Hi all, quick question following up on some of the...
# best-practices
a
Hi all, quick question following up on some of the work above: • targets appear to be tightly coupled to config or ENV vers • If we plan to re-use targets, is there a recommended approach here? eg:
Copy code
pipeline1: Pulling from SalesForce and loading via target-s3-csv to an s3 bucket with account role ARN:123 `salesforce-data`
pipeline2: Pulling from Jira and loading via target-s3-csv to an s3 bucket with account role ARN:456 `salesforce-data`
If dockerizing this, i’m under the impression that we should have a single
meltano
container with a bunch of workers which are used for actual processing. TLDR: whats the recommended approach for re-using targets with different configs (writing to the same location is not feasible for us so we cannot consider this option unfortunately)
b
For re-use you can use
inherit_from:
works for tap/targets you only have to change the configuration. Something like this.
Copy code
- name: target-redshift
    variant: transferwise
    pip_url: pipelinewise-target-redshift
    config:
      primary_key_required: false
      batch_size_rows: 100000
  - name: target-redshift-raw
    inherit_from: target-redshift
    config:
      primary_key_required: true
      batch_size_rows: 250000
      parallelism: -1
a
Legend!
e
@boggdan_barrientos's solution is probably the more robust one, especially if the config values will be hardcoded once the Docker image is baked. Another approach, that database loaders use, is to default the value of the target schema/bucket/etc. to
$MELTANO_EXTRACT__LOAD_SCHEMA
(for example target-postgres). That variable is filled at runtime from the extractor definition: https://meltano.com/docs/plugins.html#load-schema-extra. So if you have an extractor for Salesforce with a namespace
salesforce
, Jira with namespace
jira
and a target-s3-csv that defines
s3_bucket: $MELTANO_EXTRACT__LOAD_SCHEMA
, then each source will land in a separate bucket in S3

☆ ☆ ☆ ☆

REQUIREMENTS:
1. In the Meltano thread, rewrite the paragraph beginning "@boggdan_barrientos's solution is probably the more robust one" as a short bulleted list that keeps its main facts.
2. List every distinct setting name that appears under a "config:" block in the YAML snippet of the Meltano thread.

☆ ☆ ☆ ☆

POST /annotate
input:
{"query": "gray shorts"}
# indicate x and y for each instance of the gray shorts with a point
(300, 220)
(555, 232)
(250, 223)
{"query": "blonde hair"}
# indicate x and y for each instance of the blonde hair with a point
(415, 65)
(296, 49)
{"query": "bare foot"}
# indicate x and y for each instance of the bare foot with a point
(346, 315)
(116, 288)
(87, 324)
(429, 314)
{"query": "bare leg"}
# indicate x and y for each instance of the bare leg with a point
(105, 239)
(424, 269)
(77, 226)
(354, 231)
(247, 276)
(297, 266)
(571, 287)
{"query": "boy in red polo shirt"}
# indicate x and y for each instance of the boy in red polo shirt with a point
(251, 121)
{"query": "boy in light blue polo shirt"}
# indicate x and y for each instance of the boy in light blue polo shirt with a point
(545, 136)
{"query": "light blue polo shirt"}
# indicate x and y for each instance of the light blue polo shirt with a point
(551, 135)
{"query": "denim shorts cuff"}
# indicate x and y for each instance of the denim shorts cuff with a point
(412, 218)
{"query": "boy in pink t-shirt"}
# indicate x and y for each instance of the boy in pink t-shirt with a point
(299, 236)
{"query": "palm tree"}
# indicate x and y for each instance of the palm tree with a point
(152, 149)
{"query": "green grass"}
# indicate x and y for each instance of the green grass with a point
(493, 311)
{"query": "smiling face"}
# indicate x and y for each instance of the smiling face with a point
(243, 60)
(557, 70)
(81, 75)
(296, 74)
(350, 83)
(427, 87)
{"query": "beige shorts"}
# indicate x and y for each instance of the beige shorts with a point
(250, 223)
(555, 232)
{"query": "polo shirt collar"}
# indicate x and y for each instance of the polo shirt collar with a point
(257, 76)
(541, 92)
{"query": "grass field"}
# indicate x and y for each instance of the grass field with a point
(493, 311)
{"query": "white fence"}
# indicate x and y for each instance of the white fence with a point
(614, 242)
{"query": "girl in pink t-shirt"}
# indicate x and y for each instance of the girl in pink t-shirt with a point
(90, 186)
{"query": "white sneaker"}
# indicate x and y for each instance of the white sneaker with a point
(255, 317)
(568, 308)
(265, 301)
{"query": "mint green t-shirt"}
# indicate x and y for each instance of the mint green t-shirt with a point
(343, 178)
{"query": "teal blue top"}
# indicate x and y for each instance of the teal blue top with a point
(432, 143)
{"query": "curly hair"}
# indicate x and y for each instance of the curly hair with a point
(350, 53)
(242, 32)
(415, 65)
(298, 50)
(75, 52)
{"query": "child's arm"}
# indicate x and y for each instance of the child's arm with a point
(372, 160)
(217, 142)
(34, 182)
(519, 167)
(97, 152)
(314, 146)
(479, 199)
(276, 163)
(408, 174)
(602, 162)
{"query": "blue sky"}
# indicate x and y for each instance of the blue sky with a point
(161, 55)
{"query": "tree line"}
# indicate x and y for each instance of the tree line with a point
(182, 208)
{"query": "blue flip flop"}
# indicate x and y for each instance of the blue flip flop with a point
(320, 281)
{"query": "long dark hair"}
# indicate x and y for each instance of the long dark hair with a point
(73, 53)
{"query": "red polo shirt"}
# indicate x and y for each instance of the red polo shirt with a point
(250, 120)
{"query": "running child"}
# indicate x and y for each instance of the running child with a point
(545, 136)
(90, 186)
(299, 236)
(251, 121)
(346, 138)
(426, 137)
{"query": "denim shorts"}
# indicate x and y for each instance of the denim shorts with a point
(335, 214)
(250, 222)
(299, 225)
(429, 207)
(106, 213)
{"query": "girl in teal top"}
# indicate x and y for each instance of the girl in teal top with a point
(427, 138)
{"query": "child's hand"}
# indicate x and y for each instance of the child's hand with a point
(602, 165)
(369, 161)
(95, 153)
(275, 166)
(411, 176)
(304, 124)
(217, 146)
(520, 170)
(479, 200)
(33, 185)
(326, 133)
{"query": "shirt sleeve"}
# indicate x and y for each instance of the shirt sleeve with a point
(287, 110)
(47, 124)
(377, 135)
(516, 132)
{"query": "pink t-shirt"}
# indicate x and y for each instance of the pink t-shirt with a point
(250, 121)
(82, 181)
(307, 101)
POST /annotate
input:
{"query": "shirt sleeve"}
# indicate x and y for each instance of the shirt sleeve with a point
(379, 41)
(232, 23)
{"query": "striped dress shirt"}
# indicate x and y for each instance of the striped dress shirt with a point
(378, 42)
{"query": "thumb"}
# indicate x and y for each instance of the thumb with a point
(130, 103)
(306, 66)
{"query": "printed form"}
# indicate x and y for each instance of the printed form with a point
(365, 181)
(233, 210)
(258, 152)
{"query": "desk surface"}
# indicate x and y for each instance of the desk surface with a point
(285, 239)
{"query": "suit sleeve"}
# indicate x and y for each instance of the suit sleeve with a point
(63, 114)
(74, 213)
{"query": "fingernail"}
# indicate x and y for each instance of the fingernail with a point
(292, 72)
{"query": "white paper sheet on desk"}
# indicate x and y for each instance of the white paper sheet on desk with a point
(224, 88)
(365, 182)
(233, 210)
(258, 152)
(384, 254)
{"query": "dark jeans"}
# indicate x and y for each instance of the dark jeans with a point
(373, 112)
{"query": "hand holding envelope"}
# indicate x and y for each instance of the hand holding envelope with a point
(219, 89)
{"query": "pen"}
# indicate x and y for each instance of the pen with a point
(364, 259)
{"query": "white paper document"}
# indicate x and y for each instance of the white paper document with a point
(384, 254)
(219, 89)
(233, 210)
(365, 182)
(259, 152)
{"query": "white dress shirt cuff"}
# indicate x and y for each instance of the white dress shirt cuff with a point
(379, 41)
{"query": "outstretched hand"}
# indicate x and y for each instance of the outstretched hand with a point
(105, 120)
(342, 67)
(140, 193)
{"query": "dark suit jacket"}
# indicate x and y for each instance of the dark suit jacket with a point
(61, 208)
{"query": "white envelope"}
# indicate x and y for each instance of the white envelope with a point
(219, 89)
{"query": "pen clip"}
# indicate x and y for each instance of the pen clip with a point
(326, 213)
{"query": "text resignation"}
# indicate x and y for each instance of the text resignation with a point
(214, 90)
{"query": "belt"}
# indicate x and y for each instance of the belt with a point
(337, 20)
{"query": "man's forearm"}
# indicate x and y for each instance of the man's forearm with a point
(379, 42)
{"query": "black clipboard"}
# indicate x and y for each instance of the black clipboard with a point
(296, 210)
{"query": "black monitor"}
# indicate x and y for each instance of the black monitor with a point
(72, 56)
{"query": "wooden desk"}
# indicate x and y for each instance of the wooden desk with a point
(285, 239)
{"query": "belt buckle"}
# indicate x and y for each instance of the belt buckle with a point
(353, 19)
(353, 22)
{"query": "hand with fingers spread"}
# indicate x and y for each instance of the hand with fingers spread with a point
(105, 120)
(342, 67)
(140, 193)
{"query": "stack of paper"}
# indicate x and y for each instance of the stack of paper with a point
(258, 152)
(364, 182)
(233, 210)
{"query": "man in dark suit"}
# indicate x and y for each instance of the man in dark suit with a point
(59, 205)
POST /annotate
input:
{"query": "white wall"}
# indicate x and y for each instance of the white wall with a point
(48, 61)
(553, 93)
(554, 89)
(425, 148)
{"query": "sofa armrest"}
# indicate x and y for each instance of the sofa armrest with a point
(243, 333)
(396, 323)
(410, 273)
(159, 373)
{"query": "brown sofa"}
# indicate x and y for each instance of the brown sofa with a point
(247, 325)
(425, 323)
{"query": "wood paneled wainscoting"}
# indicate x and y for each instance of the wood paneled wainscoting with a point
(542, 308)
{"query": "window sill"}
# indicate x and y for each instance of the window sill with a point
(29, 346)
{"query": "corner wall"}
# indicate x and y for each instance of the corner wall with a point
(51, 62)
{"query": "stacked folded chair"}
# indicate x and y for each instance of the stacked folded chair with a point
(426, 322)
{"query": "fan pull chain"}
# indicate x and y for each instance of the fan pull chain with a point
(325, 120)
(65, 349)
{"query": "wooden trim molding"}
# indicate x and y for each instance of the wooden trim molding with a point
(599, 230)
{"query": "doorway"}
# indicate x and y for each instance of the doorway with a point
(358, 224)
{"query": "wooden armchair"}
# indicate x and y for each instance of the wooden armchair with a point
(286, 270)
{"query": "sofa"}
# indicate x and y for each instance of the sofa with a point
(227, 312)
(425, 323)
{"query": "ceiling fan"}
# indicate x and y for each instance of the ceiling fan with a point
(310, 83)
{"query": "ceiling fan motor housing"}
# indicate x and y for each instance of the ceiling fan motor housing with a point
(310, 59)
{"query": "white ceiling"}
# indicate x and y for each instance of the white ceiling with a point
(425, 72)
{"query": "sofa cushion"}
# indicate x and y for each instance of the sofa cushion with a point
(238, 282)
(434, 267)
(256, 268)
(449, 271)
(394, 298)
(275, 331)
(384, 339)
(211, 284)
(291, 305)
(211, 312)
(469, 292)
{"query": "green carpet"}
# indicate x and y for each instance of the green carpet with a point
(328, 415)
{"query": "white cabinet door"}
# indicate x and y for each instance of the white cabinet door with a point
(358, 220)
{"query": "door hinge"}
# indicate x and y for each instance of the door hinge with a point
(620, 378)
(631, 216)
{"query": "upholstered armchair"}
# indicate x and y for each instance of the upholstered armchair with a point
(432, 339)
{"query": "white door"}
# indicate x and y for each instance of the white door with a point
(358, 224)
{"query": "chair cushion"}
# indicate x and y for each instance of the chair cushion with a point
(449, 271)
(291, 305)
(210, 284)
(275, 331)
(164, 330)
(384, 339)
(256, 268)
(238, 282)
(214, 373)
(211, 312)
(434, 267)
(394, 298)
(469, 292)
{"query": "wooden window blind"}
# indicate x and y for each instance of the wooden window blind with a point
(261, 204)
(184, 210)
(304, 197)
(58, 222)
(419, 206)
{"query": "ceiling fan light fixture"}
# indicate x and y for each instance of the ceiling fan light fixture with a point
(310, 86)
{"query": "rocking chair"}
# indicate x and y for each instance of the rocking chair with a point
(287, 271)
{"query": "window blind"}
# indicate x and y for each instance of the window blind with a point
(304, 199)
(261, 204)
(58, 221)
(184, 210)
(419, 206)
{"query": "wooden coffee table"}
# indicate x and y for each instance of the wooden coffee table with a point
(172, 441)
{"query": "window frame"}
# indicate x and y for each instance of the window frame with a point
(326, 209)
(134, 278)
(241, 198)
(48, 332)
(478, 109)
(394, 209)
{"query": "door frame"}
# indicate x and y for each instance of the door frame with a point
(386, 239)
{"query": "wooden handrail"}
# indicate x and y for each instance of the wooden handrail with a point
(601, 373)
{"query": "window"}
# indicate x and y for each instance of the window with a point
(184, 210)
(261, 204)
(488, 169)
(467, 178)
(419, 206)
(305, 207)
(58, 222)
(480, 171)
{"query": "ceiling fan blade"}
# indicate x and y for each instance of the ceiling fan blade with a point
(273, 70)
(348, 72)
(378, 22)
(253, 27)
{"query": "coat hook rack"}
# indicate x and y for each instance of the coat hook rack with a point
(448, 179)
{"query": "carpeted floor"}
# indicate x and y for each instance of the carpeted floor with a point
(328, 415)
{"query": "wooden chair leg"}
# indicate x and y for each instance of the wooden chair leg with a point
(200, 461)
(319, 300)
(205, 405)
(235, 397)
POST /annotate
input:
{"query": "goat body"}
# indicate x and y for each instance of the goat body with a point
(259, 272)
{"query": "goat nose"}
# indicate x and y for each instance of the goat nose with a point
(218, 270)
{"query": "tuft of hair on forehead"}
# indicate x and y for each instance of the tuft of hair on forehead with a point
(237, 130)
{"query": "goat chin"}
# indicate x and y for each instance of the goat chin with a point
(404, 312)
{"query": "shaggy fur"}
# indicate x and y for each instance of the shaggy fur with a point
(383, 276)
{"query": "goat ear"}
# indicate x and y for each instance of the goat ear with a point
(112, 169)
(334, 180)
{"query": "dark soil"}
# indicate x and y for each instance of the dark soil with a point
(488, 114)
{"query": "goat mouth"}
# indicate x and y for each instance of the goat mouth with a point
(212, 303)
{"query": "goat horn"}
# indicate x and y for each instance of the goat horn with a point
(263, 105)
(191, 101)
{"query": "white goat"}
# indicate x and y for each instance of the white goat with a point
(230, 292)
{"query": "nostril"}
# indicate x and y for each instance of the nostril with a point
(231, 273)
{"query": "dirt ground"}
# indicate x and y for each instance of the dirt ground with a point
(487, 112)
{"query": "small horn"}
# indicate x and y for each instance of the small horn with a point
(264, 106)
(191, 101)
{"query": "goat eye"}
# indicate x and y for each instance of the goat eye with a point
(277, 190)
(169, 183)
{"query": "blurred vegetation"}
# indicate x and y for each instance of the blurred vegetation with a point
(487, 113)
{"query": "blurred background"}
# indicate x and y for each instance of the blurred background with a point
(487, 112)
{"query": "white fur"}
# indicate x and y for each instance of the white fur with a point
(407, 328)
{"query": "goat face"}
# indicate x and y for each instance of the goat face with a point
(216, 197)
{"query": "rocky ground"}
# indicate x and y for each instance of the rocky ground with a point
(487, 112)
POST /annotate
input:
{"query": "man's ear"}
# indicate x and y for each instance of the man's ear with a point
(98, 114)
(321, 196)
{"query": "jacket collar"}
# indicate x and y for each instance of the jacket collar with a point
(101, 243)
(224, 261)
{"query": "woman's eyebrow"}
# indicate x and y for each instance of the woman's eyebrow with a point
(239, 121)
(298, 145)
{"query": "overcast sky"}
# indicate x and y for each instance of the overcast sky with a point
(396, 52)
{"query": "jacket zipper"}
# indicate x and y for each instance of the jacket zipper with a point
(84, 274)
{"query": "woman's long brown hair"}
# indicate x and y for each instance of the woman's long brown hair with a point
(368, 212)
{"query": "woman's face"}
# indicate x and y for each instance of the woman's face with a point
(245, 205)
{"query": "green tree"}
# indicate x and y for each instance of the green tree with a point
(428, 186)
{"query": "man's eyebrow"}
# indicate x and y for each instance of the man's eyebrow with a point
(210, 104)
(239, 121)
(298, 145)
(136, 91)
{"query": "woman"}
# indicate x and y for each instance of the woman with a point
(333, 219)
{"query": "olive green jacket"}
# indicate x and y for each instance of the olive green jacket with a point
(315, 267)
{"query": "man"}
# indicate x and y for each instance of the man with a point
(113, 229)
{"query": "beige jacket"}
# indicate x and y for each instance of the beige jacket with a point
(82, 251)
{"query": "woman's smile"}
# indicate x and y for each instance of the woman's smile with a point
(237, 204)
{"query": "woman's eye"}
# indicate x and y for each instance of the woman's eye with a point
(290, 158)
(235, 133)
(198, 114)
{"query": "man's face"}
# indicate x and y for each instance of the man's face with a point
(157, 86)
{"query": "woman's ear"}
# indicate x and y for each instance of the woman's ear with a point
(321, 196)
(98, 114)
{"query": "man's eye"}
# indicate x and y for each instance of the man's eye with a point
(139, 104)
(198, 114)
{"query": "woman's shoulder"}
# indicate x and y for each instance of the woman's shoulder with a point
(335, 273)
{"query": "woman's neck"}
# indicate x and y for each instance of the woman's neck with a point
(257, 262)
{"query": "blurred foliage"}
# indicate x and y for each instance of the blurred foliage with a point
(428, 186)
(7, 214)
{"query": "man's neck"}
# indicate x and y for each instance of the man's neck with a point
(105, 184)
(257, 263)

☆ ☆ ☆ ☆

ANSWERS BELOW:
1.
- The inherit_from solution is probably the more robust one, especially if config values will be hardcoded once the Docker image is baked.
- Another approach, used by database loaders such as target-postgres, is to default the target schema, bucket, or similar value to $MELTANO_EXTRACT__LOAD_SCHEMA.
- That variable is filled at runtime from the extractor definition.
- If a Salesforce extractor has the namespace salesforce, a Jira extractor has the namespace jira, and target-s3-csv sets s3_bucket: $MELTANO_EXTRACT__LOAD_SCHEMA, then each source lands in a separate S3 bucket.

2.
- primary_key_required
- batch_size_rows
- parallelism